SELECTED EXCERPT:
** begin **

I think, at the end of the day, it speaks of a wider problem in WWE. WWE is a PG product but yet they still decide to do things that just simply have no way of existing in a PG product and they never put any effort into making this stuff fit into a PG product either... so why even do it? Imagine how much better this match would have been without the stipulation, if it was like the Ciampa/Gargano CW Classic match or like the Gargano/Almas match only with all those added in spots that call back to the history of the pair. I'd be calling it a masterpiece but that isn't the expectations they set, they told me this was a Hold Harmless, Unsanctioned Match. The commentators kept telling me they were watching the "Most Brutal Match They Had Ever Seen" yet the actual match we got had the same level of brutality as your average TV match. The match did plenty good but it didn't deliver on its promises, so I was constantly distracted from the positives.


----------



## asssvvvvxc

That ladder match was freaking fantastic. Those six participants are the future of the brand


----------



## Mr. WrestleMania

Meltzer on WOR said Gargano/Ciampa was one of the best matches in WWE history.


----------



## Jedah

That's because it was.

I'm really trying to see if time will change my mind, but my honest assessment is that it was the best match I've seen since Austin vs. Hart. Even Taker's matches with Shawn Michaels don't quite stack up to that one. Sure, other matches may have been worked better but everything that makes a great wrestling match just came together for this one in a perfect combination.

** end **

COMPLETE THE FOLLOWING:
• 1. Reproduce the wrestling forum thread between "## Mr. WrestleMania" and "a perfect combination.", inclusive, swapping "wrestling match" for "wrestling contest".
• 2. Extend the wrestling forum thread past its final post.

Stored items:
** begin **

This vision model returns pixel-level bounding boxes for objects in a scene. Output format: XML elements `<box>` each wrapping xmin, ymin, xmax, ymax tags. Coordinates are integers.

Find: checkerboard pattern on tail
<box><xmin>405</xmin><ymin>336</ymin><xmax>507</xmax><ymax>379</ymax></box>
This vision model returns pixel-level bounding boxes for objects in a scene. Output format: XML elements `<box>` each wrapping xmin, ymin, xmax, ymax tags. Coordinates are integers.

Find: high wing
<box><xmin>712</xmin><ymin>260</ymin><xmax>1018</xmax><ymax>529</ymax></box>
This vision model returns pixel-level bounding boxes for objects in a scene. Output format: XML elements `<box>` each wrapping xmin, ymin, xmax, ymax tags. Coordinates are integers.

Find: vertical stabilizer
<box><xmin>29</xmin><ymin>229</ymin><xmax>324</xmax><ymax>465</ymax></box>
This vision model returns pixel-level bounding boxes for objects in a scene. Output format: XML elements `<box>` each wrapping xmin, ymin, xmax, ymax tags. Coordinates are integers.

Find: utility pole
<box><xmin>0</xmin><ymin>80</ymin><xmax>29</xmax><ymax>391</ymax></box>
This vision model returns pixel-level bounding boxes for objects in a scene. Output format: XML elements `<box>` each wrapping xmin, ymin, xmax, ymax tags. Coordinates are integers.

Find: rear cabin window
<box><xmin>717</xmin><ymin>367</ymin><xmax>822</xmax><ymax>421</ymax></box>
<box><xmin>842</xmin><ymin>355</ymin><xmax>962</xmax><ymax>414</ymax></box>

** end **

RESULTS BY TASK:
• 1.
## Mr. WrestleMania

Meltzer on WOR said Gargano/Ciampa was one of the best matches in WWE history.


----------



## Jedah

That's because it was.

I'm really trying to see if time will change my mind, but my honest assessment is that it was the best match I've seen since Austin vs. Hart. Even Taker's matches with Shawn Michaels don't quite stack up to that one. Sure, other matches may have been worked better but everything that makes a great wrestling contest just came together for this one in a perfect combination.

• 2.
Maybe I'll think differently over time, but I slept on it and still have the same impression.

And there are other people I like far more than Gargano and Ciampa, for the record. I cared about and looked forward to Black's match with Almas and the ladder match more than this one.


----------



## Asuka842

Overall Takeover was a great show. The ladder match and Gargaono vs. Baldy were both fantastic. 

The Men's title match was really good. 

The Women's title match was, alright. But I'm still not sold on Shayna yet and them leapfrogging so many other women to put the belt on her so quickly is annoying.

But overall, great show.


----------



## Chr1st0

That Pat guy on the preshow though :lmao fish out of water imo


----------



## Nuski

I was watching this with my lil bro, and all i know is Ricochet is going to over as fuck. Kids are going to fall in love with him I already see it.


----------



## ATF

Pizzamorg said:


> I think, at the end of the day, it speaks of a wider problem in WWE. WWE is a PG product but yet they still decide to do things that just simply have no way of existing in a PG product and they never put any effort into making this stuff fit into a PG product either... so why even do it? Imagine how much better this match would have been without the stipulation, if it was like the Ciampa/Gargano CW Classic match or like the Gargano/Almas match only with all those added in spots that call back to the history of the pair. I'd be calling it a masterpiece but that isn't the expectations they set, they told me this was a Hold Harmless, Unsanctioned Match. The commentators kept telling me they were watching the "Most Brutal Match They Had Ever Seen" yet the actual match we got had the same level of brutality as your average TV match. The match did plenty good but it didn't deliver on its promises, so I was constantly distracted from the positives.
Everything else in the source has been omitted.